WHAT YOU ARE ASKED TO DO: Copy out each of the following items word for word, omitting the pictures.

INFORMATION SHOWN:
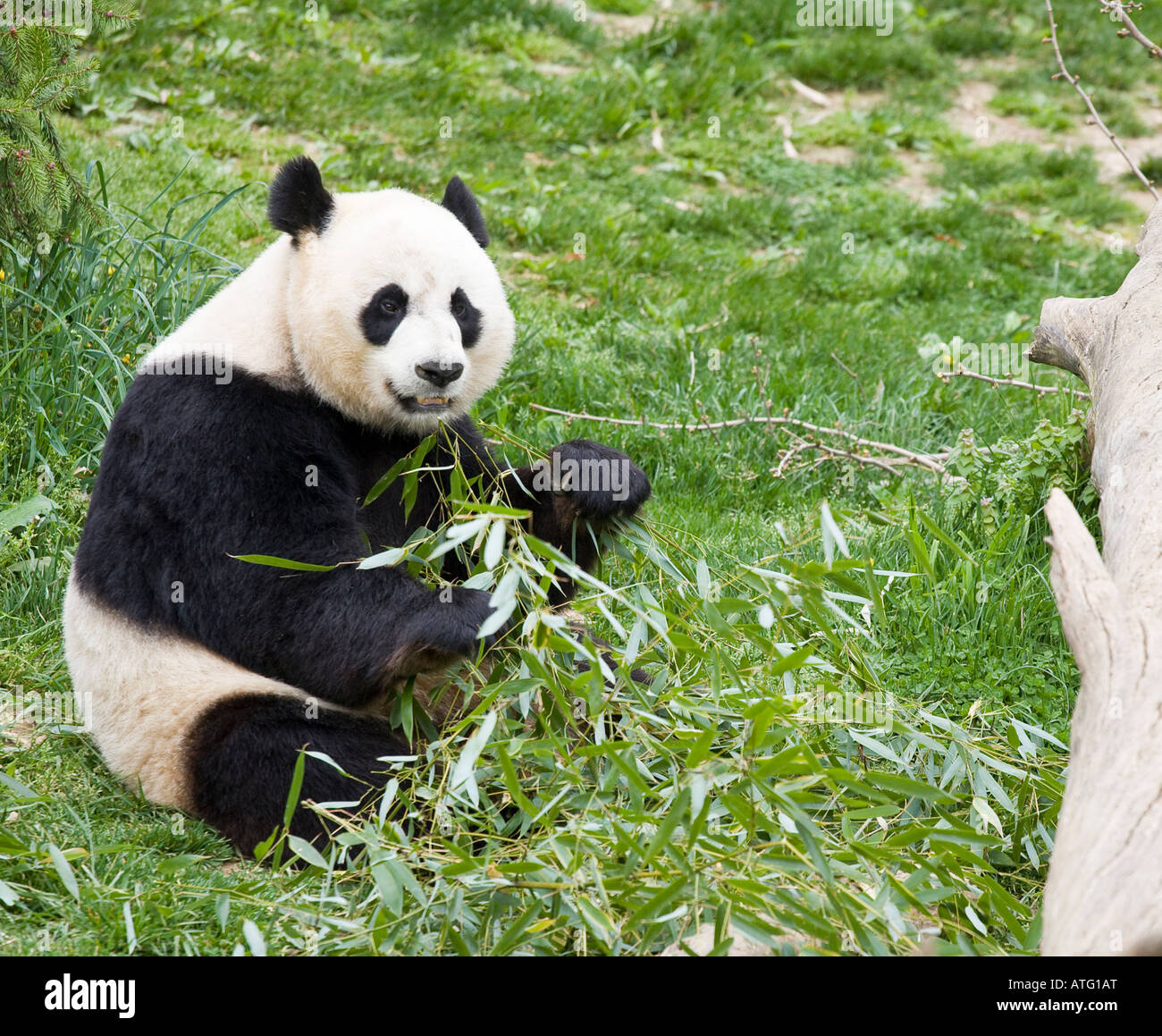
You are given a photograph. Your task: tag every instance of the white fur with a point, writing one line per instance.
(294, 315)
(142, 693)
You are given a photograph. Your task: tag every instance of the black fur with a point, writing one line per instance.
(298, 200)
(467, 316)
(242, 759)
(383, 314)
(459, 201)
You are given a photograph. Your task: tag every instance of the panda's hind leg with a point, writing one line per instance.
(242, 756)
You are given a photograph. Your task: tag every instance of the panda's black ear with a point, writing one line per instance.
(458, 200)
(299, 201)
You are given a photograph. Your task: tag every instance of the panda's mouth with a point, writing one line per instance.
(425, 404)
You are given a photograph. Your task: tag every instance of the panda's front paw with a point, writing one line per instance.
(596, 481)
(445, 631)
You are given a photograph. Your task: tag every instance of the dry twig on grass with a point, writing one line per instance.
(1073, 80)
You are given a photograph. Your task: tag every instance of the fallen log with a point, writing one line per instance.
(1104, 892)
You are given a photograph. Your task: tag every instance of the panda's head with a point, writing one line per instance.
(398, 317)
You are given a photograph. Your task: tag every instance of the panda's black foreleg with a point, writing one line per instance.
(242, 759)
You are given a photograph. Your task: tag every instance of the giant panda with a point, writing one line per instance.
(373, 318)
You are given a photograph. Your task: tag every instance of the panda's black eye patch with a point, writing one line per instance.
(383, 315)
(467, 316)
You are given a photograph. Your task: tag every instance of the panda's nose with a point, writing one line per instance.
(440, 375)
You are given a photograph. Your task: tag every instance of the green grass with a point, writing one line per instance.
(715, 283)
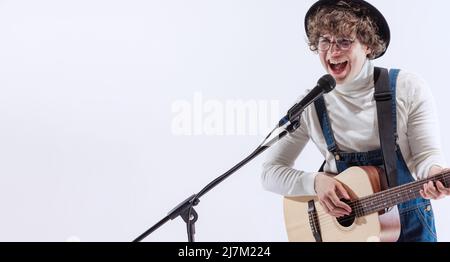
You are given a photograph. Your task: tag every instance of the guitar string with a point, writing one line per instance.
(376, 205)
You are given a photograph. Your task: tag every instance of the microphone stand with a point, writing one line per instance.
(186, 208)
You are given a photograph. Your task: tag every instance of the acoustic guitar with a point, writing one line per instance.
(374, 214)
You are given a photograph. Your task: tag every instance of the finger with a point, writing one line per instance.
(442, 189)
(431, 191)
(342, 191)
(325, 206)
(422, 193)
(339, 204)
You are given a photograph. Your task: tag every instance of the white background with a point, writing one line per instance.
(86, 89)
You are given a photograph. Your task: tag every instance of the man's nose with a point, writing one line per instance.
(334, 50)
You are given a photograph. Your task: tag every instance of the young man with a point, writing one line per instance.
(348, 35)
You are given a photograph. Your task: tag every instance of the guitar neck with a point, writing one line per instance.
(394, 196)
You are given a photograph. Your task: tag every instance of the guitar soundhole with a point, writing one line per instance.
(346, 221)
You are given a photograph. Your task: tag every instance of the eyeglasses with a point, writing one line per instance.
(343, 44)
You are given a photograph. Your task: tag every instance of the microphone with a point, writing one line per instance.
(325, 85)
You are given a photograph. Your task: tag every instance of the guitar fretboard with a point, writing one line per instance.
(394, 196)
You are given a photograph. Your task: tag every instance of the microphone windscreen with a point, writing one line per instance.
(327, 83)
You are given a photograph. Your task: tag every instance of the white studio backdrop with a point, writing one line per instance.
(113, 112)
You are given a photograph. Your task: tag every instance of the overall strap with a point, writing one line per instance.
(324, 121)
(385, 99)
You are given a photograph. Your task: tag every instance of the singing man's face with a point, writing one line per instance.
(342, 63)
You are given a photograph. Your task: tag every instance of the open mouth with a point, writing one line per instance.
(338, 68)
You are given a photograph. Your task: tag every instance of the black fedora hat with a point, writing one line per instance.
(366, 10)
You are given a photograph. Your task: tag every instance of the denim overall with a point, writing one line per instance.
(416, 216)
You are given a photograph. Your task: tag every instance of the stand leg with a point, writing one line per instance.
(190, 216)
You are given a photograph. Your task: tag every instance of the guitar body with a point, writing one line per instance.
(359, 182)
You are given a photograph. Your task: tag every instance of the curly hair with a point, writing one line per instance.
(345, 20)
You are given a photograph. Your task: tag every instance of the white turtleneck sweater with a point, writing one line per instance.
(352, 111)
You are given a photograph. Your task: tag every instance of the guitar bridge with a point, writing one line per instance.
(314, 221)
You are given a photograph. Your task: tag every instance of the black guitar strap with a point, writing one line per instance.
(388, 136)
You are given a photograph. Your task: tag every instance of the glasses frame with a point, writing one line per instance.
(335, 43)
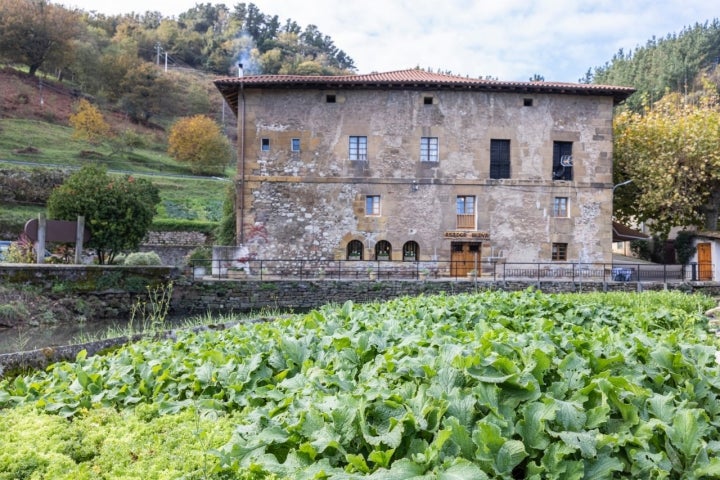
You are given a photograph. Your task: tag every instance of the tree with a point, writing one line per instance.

SOLUTION FOR THIS TASK:
You are given a photograph. Your task: tag every instance of the white fur with a point, writing one line per instance.
(294, 315)
(142, 693)
You are given a photograph. Your task: tag every instance of the black fur with a point, writing one line per instance.
(298, 200)
(467, 316)
(242, 759)
(383, 314)
(459, 201)
You are given a photograph. Your task: tag every instance of the panda's hind leg with a point, writing one line per instance.
(242, 756)
You are given a photograph. Your task: tag every instance of the panda's black ear with a point, writing one line per instance.
(458, 200)
(299, 201)
You are given a photograph. Your task: tag every instance of the panda's mouth with a point, writing one line per instance.
(425, 404)
You are given a photograph. Your task: tag every instance of the panda's front paw with a point, writing one line per instance.
(596, 481)
(445, 631)
You are given a photograph. Your task: tag every instance of the dry twig on grass with a point, writing one line per instance.
(1073, 80)
You are given a photograph. Your task: tag every instance of the fallen log with a point, writing one line per instance.
(1104, 892)
You are given a photograph. Your task: tag every instance of the panda's head with a point, writing one line per instance.
(398, 317)
You are given a photograph. Your task: tag every instance of the panda's black foreleg with a point, writing one line per instance.
(242, 759)
You are given a photograph. Your task: tag every instance of the giant panda with a point, writing one line per instance.
(373, 318)
You are given a photograph. Your task: tag every instance of the panda's black eye patch with a point, writing one line per instance.
(383, 315)
(467, 316)
You are given a photograph. Your task: tag every instance of the panda's nose with a point, writing one line per instance.
(440, 375)
You are given a photograph. Your task: tag every instance of the green grass with a point, writing one line per instance.
(715, 283)
You are given a photograph. Your task: tag every instance of the guitar string with a point, writing one line per instance.
(376, 205)
You are given a photograph. Your task: tag every instance of the microphone stand with a point, writing one line per instance.
(186, 208)
You are given a photograph. Your task: tag every instance of the acoustic guitar with a point, writing one line per instance.
(374, 214)
You are given a photograph. Your task: tag every instance of the finger with a point, writing one line per instance.
(442, 189)
(431, 191)
(342, 191)
(325, 206)
(422, 193)
(339, 204)
You are given a photograph. Your task: tag every instance of the white background with a point, writing one line per instance.
(86, 89)
You are given a photograph. Your task: tag every instance of the man's nose with a point, writing one line per instance.
(334, 50)
You are given a photograph. Your task: tag every instance of the young man with a point, writing one line per instance.
(348, 35)
You are given a photograph. Your task: tag every instance of the guitar neck with a point, writing one line per instance.
(394, 196)
You are given a photograph. Your task: tag every instance of the guitar soundhole with a point, writing one line per instance.
(346, 221)
You are given a photograph. Your task: tag every instance of the eyeglasses with a point, writing one line per instance.
(343, 44)
You are given a photograph. Your task: tag every instance of the microphone with a point, writing one line per instance.
(325, 85)
You are given a photograph. Your task: tag every instance of the guitar fretboard with a point, writing one line per instance.
(394, 196)
You are given a photograph. Your task: tag every instance of the microphone windscreen with a point, writing one line per instance.
(327, 83)
You are given a photograph. Your task: tag every instance of the white studio backdrop with a point, writing one line per instance.
(113, 112)
You are given a photograph. Your task: tag every instance of the overall strap with a point, writing one line per instance.
(324, 121)
(385, 99)
You are given a photograph. Your task: tag every instance of the singing man's face with a point, writing one line per instance.
(342, 63)
You are given a photograph. Your task: tag every instance of the open mouth with a point, writing one line per instance.
(338, 68)
You are given a photograph. Your task: tag every instance of the black fedora hat with a point, writing one line per instance.
(366, 10)
You are given a photograph. Your task: tag every instance of the denim overall with a point, writing one line per instance.
(416, 216)
You are given a photograph. Your task: tag every instance of the stand leg with a point, writing one line per instance.
(190, 216)
You are given a photograph. Your task: tag every instance of the guitar body with a point, writing one line per instance.
(359, 182)
You are given a photograph. Your task: tag every instance of the curly hair with a point, writing one line per instance.
(345, 20)
You are given a photograph. Your task: tag every instance of the white turtleneck sweater with a point, writing one line per instance.
(352, 111)
You are given a photograph. Your task: tag every instance of the guitar bridge with a point, writing one line per instance.
(314, 221)
You are given a photograph. Your task: tag every instance of the black guitar strap with a point, writing one line per instance.
(388, 136)
You are given a photograph. Your task: tag every instance of the glasses frame with a point, writing one line per instance.
(335, 43)
You are given a photograph. Your task: tag every instance of the tree with a point, writing one line per instance.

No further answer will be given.